**Exercise**
Word for word, restate all of the data shown below.

**Task data**
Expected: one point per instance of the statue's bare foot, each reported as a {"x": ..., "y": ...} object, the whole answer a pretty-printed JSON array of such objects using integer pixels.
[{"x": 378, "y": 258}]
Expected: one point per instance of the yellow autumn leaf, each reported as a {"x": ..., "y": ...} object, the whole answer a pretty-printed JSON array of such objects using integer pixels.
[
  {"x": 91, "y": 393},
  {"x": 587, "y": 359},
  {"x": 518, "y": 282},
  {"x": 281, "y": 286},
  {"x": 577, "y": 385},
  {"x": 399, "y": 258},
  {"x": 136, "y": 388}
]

**Exercise response**
Expected: one point per instance of the statue's bare foot, each reported as a {"x": ..., "y": ...} object, the whole answer a pretty-printed JSON array of such objects using integer pixels.
[{"x": 378, "y": 258}]
Expected: one point per instance of the yellow autumn leaf, each reported as a {"x": ..., "y": ...} object, the whole answer a pretty-printed JSON array of such objects using integer pixels.
[
  {"x": 91, "y": 393},
  {"x": 587, "y": 359},
  {"x": 518, "y": 282},
  {"x": 281, "y": 286},
  {"x": 577, "y": 385},
  {"x": 399, "y": 258},
  {"x": 136, "y": 388}
]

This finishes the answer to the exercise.